**Extract**
========

$q.defer() then of the then

Question

I didn't understand the behavior of the return value of then ,

then(successCallback, errorCallback, notifyCallback) – regardless of when the promise was or will be resolved or rejected, then calls one of the success or error callbacks asynchronously as soon as the result is available. The callbacks are called with a single argument: the result or rejection reason.

So let's try it , according to the follow little code section -

var deferred = $q.defer();
deferred.reject();
deferred.promise.then(function () {
        console.log("1st resolove");
    },
    function () {
        console.log("1st reject");
    }
).then(function () {
    console.log("2nd resolve");
    },
    function () {
        console.log("2nd reject");
    }
);

1) Why does it log -

1st reject
2nd resolve

instead of -

1st reject
2nd reject

?

2) What do I have to change to make it log -

1st reject
2nd reject

?

var myAppModule = angular.module('myApp', []).
  controller('myCtrl',function($scope,$q){
   var deferred = $q.defer();
   //deferred.resolve();
   deferred.reject();
   deferred.promise.then(function () {
     console.log("1st resolove");
    },
    function () {
     console.log("1st reject");
    }
   ).then(function () {
    console.log("2nd resolve");
    },
    function () {
     console.log("2nd reject");
    }
   );
  });

<script src="https://ajax.googleapis.com/ajax/libs/angularjs/1.2.20/angular.min.js"></script>
<div ng-app="myApp">
  <div ng-controller="myCtrl"></div>
 </div>

Adding to RGraham: If you want the 2nd promise to get rejected too, return `$q.reject()`. The reason for this initially odd behaviour is that your 1st rejection function may be able to correct the error and continue normally with the chained promise. Also another note: if you *omit* the 1st rejection handler, then the second promise is auto-rejected. — Nikos Paraskevopoulos, Jun 24 '15 at 07:49
see also: [Promise's second .then() not failing](http://stackoverflow.com/q/23943322/1048572) — Bergi, Jun 24 '15 at 08:10

score 7 · Accepted Answer · answered Jun 24 '15 at 07:49

You missed the next line of the docs:

This method returns a new promise which is resolved or rejected via the return value of the successCallback, errorCallback.

========

**Exercise data**
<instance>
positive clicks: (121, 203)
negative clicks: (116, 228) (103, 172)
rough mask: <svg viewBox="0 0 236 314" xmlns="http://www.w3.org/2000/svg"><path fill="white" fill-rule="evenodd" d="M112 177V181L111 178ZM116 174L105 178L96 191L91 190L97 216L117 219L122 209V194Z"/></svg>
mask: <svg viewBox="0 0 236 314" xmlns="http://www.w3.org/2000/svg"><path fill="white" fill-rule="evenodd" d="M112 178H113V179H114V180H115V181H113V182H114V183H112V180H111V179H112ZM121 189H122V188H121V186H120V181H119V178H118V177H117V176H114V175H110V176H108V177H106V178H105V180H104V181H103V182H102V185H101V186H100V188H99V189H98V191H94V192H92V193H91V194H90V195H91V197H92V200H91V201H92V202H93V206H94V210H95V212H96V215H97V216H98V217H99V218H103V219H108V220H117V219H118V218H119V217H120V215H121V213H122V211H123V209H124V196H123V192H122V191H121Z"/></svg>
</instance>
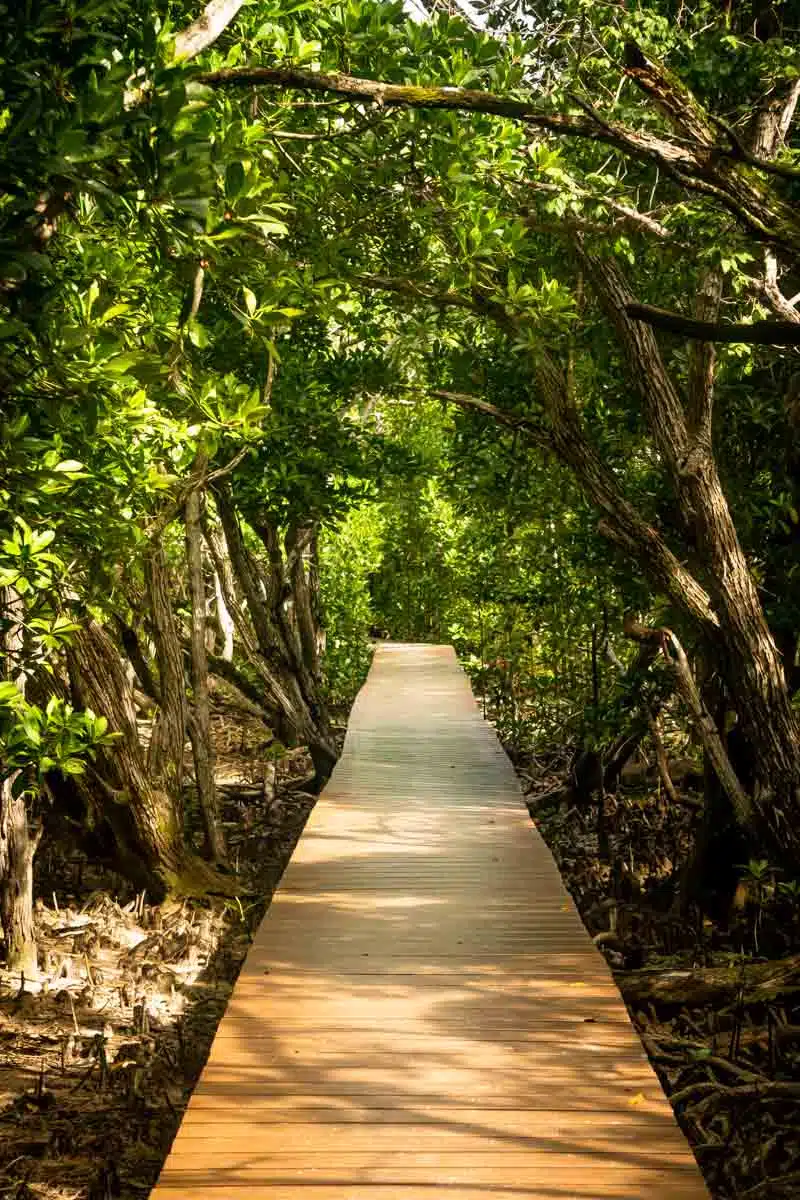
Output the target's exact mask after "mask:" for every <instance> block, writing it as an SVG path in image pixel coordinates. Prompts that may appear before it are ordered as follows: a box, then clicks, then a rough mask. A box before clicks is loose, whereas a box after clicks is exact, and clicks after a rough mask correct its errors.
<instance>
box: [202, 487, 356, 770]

========

**Work order A**
Answer these from the thread about $q promises, one line each:
(i) Which AngularJS version does the script tag load?
(ii) In the comment by Nikos Paraskevopoulos, what happens to the second promise if the first rejection handler is left out?
(iii) According to the accepted answer, what does the method return?
**Work order B**
Turn the comment in the $q promise thread that begins "Adding to RGraham" into a short bulleted list that keeps its main points.
**Work order C**
Write what comes next in the thread about $q promises, starting after its last sentence.

**Your response A**
(i) Version 1.2.20.
(ii) The second promise is automatically rejected.
(iii) A new promise that is resolved or rejected through the return value of the successCallback or errorCallback.

**Your response B**
- To have the second promise rejected too, return `$q.reject()`.
- This behavior exists because the first rejection function may be able to fix the error and let the chained promise continue normally.
- If the first rejection handler is left out, the second promise is rejected automatically.

**Your response C**
If you want the next chain to be the result of the same promise for whatever reason, return deferred.promise from inside your handler.

// This will always trigger the reject callback
deferred.promise.then(function () {
        console.log("1st resolove");
        return deferred.promise;
    },
    function () {
        console.log("1st reject");
        return deferred.promise;
    }
)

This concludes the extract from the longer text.